Starting at the line that contains "bush in the photo above.", set down each line exactly until the records end, keeping both ends and adding nothing.

## Provided data:
___
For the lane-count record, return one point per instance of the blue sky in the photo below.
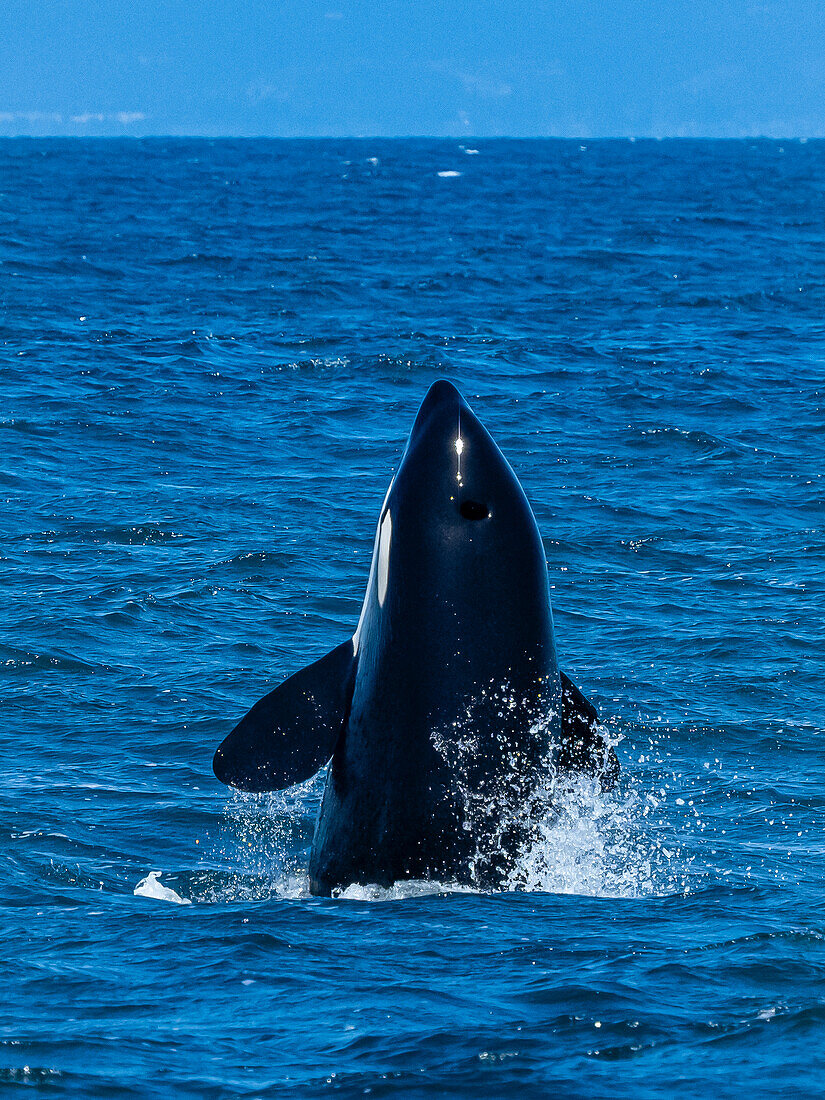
(578, 68)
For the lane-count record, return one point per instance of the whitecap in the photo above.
(151, 887)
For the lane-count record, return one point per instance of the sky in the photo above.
(287, 68)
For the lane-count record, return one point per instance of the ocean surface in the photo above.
(212, 352)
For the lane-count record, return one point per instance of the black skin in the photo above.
(447, 710)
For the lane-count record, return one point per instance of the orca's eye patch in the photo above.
(472, 509)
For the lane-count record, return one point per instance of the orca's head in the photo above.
(457, 547)
(453, 471)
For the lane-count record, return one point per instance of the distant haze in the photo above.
(582, 68)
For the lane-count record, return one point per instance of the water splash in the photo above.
(574, 838)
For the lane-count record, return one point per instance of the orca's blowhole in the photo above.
(473, 509)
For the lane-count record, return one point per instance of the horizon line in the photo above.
(465, 139)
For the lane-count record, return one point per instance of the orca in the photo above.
(446, 712)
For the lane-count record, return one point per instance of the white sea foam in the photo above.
(151, 887)
(579, 839)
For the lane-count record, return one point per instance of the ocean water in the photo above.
(212, 352)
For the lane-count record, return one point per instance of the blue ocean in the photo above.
(212, 352)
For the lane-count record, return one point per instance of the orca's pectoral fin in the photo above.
(583, 745)
(290, 733)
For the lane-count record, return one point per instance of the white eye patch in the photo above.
(385, 536)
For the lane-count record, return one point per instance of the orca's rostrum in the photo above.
(446, 711)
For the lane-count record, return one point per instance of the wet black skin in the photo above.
(447, 707)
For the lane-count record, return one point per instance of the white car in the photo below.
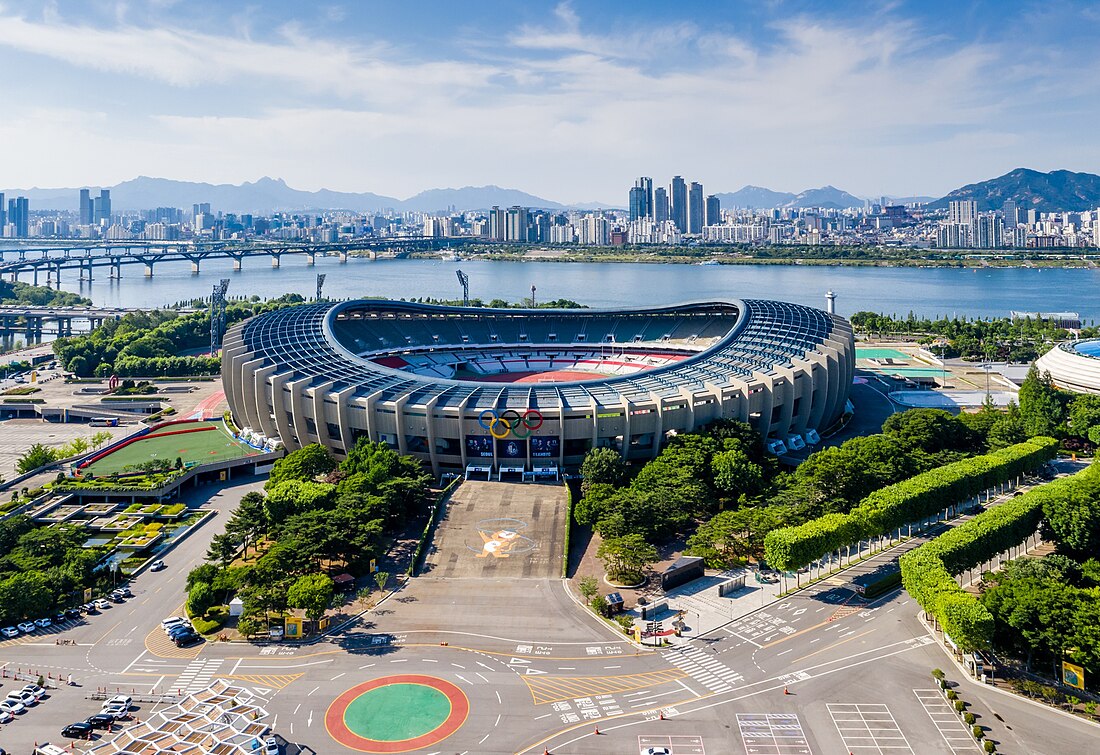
(33, 689)
(20, 696)
(13, 707)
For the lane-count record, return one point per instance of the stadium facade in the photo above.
(1074, 365)
(531, 391)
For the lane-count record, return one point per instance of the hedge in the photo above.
(928, 571)
(908, 501)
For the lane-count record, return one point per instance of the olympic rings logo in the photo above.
(519, 424)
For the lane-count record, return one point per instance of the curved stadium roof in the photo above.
(334, 342)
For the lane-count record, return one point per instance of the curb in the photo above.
(992, 688)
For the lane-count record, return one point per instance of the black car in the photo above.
(79, 730)
(186, 638)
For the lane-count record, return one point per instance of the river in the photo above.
(898, 291)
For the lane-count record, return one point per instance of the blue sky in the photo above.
(569, 100)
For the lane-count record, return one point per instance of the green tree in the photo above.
(312, 594)
(626, 557)
(199, 599)
(602, 466)
(34, 457)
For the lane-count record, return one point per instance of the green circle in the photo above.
(397, 712)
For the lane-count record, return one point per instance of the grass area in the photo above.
(880, 353)
(194, 448)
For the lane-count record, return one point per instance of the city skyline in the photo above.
(780, 95)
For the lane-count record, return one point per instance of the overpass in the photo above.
(87, 256)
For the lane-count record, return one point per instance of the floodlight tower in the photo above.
(464, 280)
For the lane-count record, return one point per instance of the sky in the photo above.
(568, 100)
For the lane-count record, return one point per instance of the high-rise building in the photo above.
(713, 211)
(101, 208)
(86, 207)
(696, 212)
(660, 205)
(678, 204)
(19, 215)
(961, 211)
(637, 203)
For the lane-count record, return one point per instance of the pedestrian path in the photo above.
(197, 676)
(704, 668)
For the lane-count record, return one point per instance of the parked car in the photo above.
(20, 696)
(80, 730)
(100, 721)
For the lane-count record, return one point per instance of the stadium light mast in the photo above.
(218, 315)
(464, 280)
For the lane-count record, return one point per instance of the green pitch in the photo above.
(194, 448)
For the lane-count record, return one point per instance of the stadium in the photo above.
(1074, 365)
(528, 392)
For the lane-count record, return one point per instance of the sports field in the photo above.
(207, 441)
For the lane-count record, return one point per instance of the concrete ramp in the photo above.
(499, 531)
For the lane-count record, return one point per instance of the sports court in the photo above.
(196, 442)
(499, 529)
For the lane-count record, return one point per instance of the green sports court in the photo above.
(200, 442)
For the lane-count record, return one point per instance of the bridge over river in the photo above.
(113, 254)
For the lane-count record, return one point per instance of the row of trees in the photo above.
(905, 502)
(315, 517)
(42, 568)
(150, 343)
(927, 572)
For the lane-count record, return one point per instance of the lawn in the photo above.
(194, 448)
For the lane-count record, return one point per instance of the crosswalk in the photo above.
(198, 675)
(704, 668)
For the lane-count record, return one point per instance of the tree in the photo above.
(199, 599)
(35, 456)
(381, 578)
(311, 593)
(222, 549)
(1042, 405)
(626, 557)
(602, 466)
(306, 463)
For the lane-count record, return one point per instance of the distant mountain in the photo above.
(1057, 190)
(755, 197)
(267, 195)
(827, 197)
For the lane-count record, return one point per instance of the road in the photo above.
(822, 671)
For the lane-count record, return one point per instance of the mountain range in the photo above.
(1030, 189)
(1054, 192)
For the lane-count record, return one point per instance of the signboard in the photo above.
(512, 449)
(545, 446)
(1073, 675)
(480, 446)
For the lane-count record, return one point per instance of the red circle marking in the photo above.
(340, 732)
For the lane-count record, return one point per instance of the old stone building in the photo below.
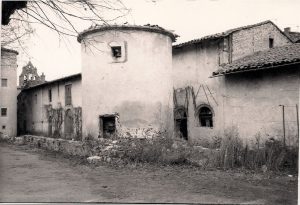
(206, 106)
(126, 88)
(29, 76)
(51, 108)
(134, 83)
(8, 92)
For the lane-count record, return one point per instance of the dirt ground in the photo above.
(32, 175)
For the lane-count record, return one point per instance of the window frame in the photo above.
(1, 112)
(116, 51)
(68, 98)
(4, 80)
(271, 42)
(198, 112)
(50, 95)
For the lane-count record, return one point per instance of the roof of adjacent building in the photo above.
(226, 33)
(147, 27)
(9, 50)
(70, 77)
(274, 57)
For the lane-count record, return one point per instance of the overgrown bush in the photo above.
(271, 154)
(230, 149)
(163, 150)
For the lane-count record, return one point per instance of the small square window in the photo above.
(116, 51)
(271, 42)
(3, 112)
(3, 82)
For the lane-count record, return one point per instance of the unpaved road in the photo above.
(37, 176)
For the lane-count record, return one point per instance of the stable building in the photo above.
(135, 83)
(8, 92)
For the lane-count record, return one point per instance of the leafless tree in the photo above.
___
## Worked solution:
For the lane-count record, return one point per instance of the overgrown bush in the photo above.
(271, 154)
(230, 149)
(163, 150)
For the lane-count record, return one point per instance of the small square window in the photo above.
(116, 51)
(271, 42)
(3, 112)
(3, 82)
For the lane-count record, return one point per instance of the unpaved road in the photo above.
(37, 176)
For the lane-count record, return one point per instance of the stable building in the photo above.
(135, 83)
(8, 92)
For the lane-count record, return one point per instance of the leafless tree in the photo above.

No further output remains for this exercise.